▶ _Exercise_: Format the rows below as a JSON list of strings, one string per line with blank lines omitted, starting at the line containing "Reviewer note: verify that every instance of the girl's" and ending at the line containing "[[415, 143], [142, 183]]", both included.

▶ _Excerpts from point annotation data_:
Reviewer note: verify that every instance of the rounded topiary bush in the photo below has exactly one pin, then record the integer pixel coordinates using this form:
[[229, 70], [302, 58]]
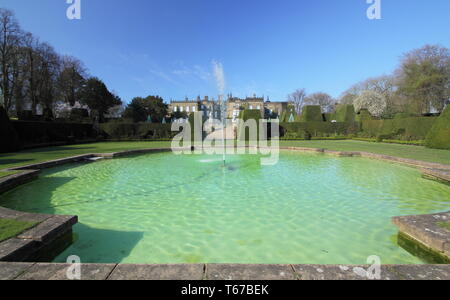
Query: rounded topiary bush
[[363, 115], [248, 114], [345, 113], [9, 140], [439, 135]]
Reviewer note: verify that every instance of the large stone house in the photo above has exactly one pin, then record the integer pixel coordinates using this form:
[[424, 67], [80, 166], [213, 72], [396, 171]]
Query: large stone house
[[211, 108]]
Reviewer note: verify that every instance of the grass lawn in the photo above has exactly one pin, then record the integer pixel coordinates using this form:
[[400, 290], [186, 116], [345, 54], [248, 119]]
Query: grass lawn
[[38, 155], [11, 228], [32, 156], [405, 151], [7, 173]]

* * *

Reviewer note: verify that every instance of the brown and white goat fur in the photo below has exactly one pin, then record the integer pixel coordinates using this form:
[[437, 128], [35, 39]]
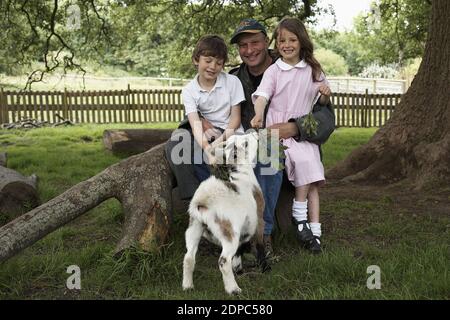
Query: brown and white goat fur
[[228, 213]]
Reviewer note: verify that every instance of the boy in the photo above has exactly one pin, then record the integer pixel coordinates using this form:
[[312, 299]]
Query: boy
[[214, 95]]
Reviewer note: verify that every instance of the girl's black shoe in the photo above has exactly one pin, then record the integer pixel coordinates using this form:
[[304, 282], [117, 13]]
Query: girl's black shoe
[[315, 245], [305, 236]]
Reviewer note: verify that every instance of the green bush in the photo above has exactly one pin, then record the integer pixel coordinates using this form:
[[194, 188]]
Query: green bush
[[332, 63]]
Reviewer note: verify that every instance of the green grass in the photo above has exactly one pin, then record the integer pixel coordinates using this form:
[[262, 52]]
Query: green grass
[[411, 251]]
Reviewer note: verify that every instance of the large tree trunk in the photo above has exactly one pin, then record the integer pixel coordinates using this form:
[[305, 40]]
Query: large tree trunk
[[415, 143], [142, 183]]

▶ _Response to the exercise_:
[
  "Reviewer note: verify that every instance of the girl's black shoe in the photo above has exactly one pin, then record the integer pixel coordinates using this form:",
  "[[304, 282], [117, 13]]",
  "Query: girl's black shoe",
  "[[315, 245], [305, 236]]",
  "Reviewer note: verify that every instance of the green bush in the photo above has exactly one pin, then record the integer pixel coordinates using this form:",
  "[[194, 188]]",
  "Query: green bush",
  "[[332, 63]]",
  "Reviewer note: verify that every instance of the green grass in the photo above has exactly one pin, then record the integer pixel coordinates using this form:",
  "[[262, 52]]",
  "Query: green grass",
  "[[411, 251]]",
  "Reviewer note: verify that every instance of the large tree trunk in the photo above has exactly one pin, then record the integer pixel coordinates using this form:",
  "[[305, 40]]",
  "Query: large tree trunk",
  "[[415, 143], [142, 183]]"
]